### PROBLEM TO WORK ON
Repeat each record below exactly as given.

### TASK INPUT

....................

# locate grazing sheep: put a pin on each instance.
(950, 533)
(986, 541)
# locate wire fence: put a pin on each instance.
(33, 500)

....................

### SOLUTION FOR THIS EXERCISE
# locate grazing sheep: put a pin on each instance.
(950, 533)
(986, 541)
# locate wire fence: put a pin on each instance.
(33, 500)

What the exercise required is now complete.